> **Document passage**:
##########

Elsevier

Information Sciences

Volume 220, 20 January 2013, Pages 46-63
Information Sciences

Fuzzy Passive–Aggressive classification: A robust and efficient algorithm for online classification problems

https://doi.org/10.1016/j.ins.2012.06.023Get rights and content

Abstract

Fuzzy weighting, which is designed to reduce the effects of outliers for batch classification problems, might generate unreasonable membership grades especially for the samples following an input outlier, when incorporated into online classification algorithms directly. In this paper, a generalized framework for online fuzzy weighting is presented, which incrementally calculates the membership of each incoming sample by taking into account the membership grades of previous samples in a pairwise manner. The advocated pairwise-distance based scheme can not only identify possible outliers, but also show good adaptation to the sequentially received samples in the online setting. We apply it to online Passive–Aggressive (PA) algorithm in a direct way. The resulting Fuzzy Passive–Aggressive (FPA) algorithm achieves comparable classification accuracy with benchmark incremental SVM, while still enjoying the time efficiency of simple PA, which is a Perceptron-like algorithm. Besides, FPA exhibits the best performance among PA family, which makes it a robust and efficient alternative to PA, in order to deal with unavoidable outliers in large-scale or high-dimensional real datasets. The study is supported by a series of experiments with IDA benchmark repository, as well as two real-world problems namely place recognition and radar emitter recognition.

Introduction

Nowadays machine learning techniques, such as K-NNs [16], Bayes classifiers [18], [47], decision trees [11], [36], and support vector machines (SVMs) [8], [13], [42], have been widely used for classification problems [19]. However, in practical applications, when the data arrive over long periods of time or the storage capacities are very limited (processing of data at once is impossible), these techniques fail to work well. Therefore, online learning is of increasing importance to deal with endless stream of received data such as stock market indexes, sensor data, and video streams [6]. For a system involved in online learning, it should allow to incorporate additional training data, when it is available, without re-training from scratch.

##########

> **Material**:

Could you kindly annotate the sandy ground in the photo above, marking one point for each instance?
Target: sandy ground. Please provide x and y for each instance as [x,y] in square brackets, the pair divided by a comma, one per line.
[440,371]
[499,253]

##########

> **Required tasks**:
**a.** In the passage on fuzzy Passive–Aggressive classification, which two real-world problems are named as supporting the study?
**b.** From the passage on fuzzy Passive–Aggressive classification, list every machine learning technique that the introduction names as widely used for classification problems.
The listing is separate material, unrelated to the passage.

> **Responses in order**:
**a.** Place recognition and radar emitter recognition.

**b.** K-NNs, Bayes classifiers, decision trees, support vector machines (SVMs)